- SOURCE EXTRACT
★ ★ ★

I specifically asked to write for Mother’s Day mostly because I have strong opinions but also because I have a story. (Often when I guest blog, I share from a personal perspective to the possible chagrin of Pastor Terry 😊.) So, here’s to Mother’s Day…
Quick background for context: I didn’t marry until 34; at which time I married an alcoholic. We divorced at 40. By the time I met my forever husband, I had pretty much missed the window of opportunity to be a mother. That, along with long-term infertility issues, motherhood wasn’t in the cards for me.
I initially headed towards adoption. My first husband and I attended the classes, got approved for a child, went through the inspections. All without disclosing to the social worker that he was an alcoholic. We even got the call that we would soon have a child placed. Then I was gripped with the reality that how could I bring a child into a home with an alcoholic parent? Honestly, could I be more selfish? So I called the social worker and told her the truth. With amazing wisdom and profound truth, she said “Why are you in this alcoholic marriage?” The beginning of the end.
Let me preface by saying these thoughts are by no means just for women. Men who are not dads experience many of the same feelings on Father’s Day and all of us experience this in different ways. So, when society (friends, family, strangers, TV, Hallmark, even the church) expects us to be a certain way, to have a certain life and we “fall short” – what then? How do we live the life unlived?
Mother’s Day can be a painful and complex day for us childless women. It can even make us feel a bit bitter. Have you been there? Have you felt the pang when seeing others that have what you may want in relationships, marriages, parenting, etc., yet for you, it hasn’t worked out? First of all, it’s ok to be a bit bitter, it is a valid human emotion. Bitterness is one of the faces of anger, and anger is part of grieving. Unexpressed, it just goes underground and wreaks havoc on your mind and body. The bible tells us be angry, God can handle it – but do not sin. But, no question, it is hard.
Perhaps one of the hardest aspects of grieving the life unlived, the mother we’ll never be, and the children we’ll never have is that our grief is hidden and unrecognized. The unspoken reaction to our pain is ‘How can you grieve something you’ve never had?’ Others, even those close to us, often fail to realize the depth and reach of our loss. We will never watch our kids grow up, never throw children’s birthday parties, never take that ‘first day at school photo, never teach them to ride a bike. And, just as you come to terms with the fact you never had children – your friends become grandparents! In today’s society, we are often led to feel as if we are not ‘real’ women, as if somehow we are less than others. But that is not God’s perspective.

★ ★ ★

[Rows pointing to named objects]

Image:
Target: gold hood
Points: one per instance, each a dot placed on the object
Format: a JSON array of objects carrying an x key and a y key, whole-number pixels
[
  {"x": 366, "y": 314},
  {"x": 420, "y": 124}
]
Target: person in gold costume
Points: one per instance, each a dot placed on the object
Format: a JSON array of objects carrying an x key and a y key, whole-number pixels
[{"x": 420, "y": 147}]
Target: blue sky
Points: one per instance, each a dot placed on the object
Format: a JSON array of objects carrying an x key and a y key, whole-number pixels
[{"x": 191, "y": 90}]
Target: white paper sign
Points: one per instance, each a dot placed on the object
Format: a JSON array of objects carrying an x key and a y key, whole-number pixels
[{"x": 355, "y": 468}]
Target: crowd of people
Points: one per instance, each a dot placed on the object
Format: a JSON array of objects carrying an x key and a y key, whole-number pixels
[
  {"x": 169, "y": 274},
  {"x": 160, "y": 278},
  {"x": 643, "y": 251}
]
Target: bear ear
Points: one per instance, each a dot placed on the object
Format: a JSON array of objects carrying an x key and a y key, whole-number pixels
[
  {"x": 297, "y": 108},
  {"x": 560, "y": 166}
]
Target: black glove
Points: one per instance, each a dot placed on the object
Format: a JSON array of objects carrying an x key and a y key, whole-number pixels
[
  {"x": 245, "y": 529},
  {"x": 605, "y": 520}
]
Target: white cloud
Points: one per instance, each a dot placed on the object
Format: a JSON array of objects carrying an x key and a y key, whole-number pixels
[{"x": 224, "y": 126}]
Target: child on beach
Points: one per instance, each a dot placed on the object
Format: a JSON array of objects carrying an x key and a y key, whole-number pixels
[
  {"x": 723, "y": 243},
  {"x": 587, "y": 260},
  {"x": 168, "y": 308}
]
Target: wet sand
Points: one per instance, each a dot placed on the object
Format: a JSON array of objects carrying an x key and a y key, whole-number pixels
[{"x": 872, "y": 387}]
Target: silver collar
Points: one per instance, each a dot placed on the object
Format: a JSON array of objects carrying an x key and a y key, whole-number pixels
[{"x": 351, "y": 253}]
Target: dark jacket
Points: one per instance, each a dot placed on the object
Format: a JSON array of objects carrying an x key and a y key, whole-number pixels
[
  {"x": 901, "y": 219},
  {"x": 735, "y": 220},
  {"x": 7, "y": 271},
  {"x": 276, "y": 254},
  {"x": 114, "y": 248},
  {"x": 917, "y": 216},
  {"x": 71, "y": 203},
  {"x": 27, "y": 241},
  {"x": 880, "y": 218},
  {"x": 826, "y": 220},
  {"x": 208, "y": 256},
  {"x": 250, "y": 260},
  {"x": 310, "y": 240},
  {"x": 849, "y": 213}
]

★ ★ ★

- DIRECTIONS
a. In the Mother's Day post:
(i) At what age did the writer divorce?
(ii) What question did the social worker ask the writer?
(iii) Bitterness is described as one of the faces of what?
b. Can you reproduce the passage of the Mother's Day post starting at "Mother’s Day can" and ending at "it is hard."?
Answer from the Mother's Day post alone.

- RESULTS
a.
(i) 40
(ii) "Why are you in this alcoholic marriage?"
(iii) Anger

b.
Mother’s Day can be a painful and complex day for us childless women. It can even make us feel a bit bitter. Have you been there? Have you felt the pang when seeing others that have what you may want in relationships, marriages, parenting, etc., yet for you, it hasn’t worked out? First of all, it’s ok to be a bit bitter, it is a valid human emotion. Bitterness is one of the faces of anger, and anger is part of grieving. Unexpressed, it just goes underground and wreaks havoc on your mind and body. The bible tells us be angry, God can handle it – but do not sin. But, no question, it is hard.